■ Task description
Filter the records down to the lines that hold the word "roof", and copy each of those lines.

(Stored records)

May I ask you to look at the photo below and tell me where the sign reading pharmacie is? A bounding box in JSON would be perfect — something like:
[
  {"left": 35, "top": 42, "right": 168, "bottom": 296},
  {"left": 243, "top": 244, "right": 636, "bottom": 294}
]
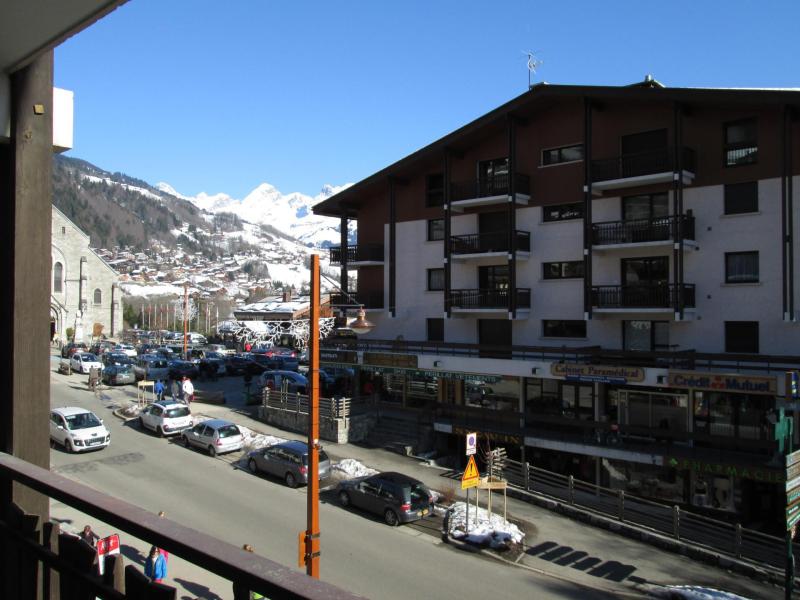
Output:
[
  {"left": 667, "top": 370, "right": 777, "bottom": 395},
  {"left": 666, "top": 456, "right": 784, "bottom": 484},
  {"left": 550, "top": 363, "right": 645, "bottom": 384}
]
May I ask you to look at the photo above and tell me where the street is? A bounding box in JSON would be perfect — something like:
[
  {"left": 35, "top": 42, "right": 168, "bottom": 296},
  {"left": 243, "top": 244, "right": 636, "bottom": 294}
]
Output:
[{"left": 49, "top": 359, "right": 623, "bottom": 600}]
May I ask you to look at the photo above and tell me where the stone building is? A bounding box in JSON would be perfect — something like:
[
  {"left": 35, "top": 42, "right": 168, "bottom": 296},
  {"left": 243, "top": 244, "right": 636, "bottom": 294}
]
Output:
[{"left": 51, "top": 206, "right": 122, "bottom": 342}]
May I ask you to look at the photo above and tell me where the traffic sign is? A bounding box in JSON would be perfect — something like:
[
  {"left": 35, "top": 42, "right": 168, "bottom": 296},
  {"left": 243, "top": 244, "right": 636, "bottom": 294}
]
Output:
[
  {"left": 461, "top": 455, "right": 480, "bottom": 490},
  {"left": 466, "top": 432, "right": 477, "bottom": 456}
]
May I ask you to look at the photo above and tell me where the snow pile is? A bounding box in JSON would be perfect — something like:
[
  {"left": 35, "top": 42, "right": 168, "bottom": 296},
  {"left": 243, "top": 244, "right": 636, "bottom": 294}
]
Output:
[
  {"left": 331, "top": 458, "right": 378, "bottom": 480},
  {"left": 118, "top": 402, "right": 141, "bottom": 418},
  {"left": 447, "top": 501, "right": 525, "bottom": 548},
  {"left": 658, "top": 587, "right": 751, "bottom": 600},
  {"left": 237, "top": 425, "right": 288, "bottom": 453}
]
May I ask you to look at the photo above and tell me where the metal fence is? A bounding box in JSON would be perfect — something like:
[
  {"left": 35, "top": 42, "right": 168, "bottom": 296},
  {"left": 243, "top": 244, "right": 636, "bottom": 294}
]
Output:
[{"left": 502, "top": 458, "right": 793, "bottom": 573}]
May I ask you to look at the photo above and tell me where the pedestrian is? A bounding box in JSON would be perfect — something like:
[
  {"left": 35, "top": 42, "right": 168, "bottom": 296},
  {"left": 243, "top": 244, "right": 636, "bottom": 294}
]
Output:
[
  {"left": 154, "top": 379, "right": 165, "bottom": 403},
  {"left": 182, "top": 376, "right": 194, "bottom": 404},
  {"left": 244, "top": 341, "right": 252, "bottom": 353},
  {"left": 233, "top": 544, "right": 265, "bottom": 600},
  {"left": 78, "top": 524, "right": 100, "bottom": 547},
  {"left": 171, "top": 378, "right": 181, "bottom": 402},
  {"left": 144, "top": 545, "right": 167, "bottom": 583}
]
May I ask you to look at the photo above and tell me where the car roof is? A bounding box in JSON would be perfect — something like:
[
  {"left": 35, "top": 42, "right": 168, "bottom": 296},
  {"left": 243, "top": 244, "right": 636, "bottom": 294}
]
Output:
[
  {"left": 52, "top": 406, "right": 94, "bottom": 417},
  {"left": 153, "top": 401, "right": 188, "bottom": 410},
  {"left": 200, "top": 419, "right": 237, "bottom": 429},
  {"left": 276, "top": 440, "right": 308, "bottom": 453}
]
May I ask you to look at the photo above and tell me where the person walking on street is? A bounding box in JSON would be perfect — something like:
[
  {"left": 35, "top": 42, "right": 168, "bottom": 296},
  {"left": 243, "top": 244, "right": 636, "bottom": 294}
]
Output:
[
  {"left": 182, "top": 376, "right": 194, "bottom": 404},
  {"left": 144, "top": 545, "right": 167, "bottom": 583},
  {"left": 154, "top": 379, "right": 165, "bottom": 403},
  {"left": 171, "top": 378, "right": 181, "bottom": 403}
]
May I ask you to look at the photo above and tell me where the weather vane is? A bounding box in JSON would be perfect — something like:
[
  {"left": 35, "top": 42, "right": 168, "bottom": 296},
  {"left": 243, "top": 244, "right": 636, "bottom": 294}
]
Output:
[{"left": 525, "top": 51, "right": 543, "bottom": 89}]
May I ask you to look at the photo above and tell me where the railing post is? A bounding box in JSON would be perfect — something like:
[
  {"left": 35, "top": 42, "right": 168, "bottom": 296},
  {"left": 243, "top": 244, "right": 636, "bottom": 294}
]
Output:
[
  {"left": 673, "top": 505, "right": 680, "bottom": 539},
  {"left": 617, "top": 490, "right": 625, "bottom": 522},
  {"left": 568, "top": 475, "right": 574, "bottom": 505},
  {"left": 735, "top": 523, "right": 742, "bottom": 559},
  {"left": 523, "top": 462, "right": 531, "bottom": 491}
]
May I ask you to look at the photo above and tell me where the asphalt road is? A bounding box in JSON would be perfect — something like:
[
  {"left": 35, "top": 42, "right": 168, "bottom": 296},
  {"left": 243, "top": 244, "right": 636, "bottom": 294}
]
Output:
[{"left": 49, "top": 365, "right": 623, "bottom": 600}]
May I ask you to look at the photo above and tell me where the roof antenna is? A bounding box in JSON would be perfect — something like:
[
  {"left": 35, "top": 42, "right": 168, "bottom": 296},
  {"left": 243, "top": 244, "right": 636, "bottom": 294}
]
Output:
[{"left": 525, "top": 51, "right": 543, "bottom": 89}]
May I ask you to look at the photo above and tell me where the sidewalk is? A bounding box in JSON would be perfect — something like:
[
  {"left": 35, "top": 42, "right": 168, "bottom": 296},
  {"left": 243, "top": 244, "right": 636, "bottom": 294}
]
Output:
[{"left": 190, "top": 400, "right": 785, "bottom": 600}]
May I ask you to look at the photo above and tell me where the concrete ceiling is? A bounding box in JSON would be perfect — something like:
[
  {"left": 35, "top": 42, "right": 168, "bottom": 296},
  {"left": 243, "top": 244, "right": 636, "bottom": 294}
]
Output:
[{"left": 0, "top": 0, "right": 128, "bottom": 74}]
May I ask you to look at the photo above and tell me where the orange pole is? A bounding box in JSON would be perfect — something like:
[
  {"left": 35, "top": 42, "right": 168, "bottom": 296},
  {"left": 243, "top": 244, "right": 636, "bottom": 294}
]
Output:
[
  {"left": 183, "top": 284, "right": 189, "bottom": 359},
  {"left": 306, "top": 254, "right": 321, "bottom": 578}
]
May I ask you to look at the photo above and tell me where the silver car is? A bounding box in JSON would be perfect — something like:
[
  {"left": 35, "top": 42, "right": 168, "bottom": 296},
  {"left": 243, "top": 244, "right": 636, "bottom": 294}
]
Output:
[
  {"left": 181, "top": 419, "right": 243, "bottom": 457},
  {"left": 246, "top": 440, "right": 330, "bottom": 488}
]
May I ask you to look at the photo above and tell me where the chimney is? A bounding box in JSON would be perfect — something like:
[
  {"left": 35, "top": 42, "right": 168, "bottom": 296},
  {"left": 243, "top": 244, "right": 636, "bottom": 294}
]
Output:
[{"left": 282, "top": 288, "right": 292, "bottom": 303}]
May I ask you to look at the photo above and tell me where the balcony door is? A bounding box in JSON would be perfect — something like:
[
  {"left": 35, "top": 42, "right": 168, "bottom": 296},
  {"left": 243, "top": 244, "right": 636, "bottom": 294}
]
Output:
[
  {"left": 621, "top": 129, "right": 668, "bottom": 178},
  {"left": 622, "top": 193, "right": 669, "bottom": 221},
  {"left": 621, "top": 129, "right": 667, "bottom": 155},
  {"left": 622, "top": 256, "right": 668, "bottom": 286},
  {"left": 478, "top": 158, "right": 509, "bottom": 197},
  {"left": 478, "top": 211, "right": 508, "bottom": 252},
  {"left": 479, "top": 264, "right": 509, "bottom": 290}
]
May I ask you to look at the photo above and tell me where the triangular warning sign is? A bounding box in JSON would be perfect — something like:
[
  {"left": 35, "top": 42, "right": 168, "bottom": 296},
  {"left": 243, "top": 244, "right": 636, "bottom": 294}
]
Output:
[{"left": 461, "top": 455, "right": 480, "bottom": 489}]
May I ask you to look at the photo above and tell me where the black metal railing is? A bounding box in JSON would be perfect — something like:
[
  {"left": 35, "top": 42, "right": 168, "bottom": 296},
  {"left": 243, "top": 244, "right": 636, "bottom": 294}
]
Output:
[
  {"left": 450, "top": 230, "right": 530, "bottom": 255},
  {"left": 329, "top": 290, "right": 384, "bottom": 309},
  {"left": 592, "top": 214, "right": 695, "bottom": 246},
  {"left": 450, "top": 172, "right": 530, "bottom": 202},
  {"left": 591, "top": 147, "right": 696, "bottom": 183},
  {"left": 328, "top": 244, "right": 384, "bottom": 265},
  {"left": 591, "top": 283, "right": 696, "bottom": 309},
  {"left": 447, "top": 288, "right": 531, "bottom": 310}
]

■ Written solution
May I ask you to look at the photo above and tell me where the car roof is? A bounding box in JSON would be perfect — something like:
May I ask you to look at the photo above and tell me where the roof antenna is? A bounding box in JSON would be perfect — something like:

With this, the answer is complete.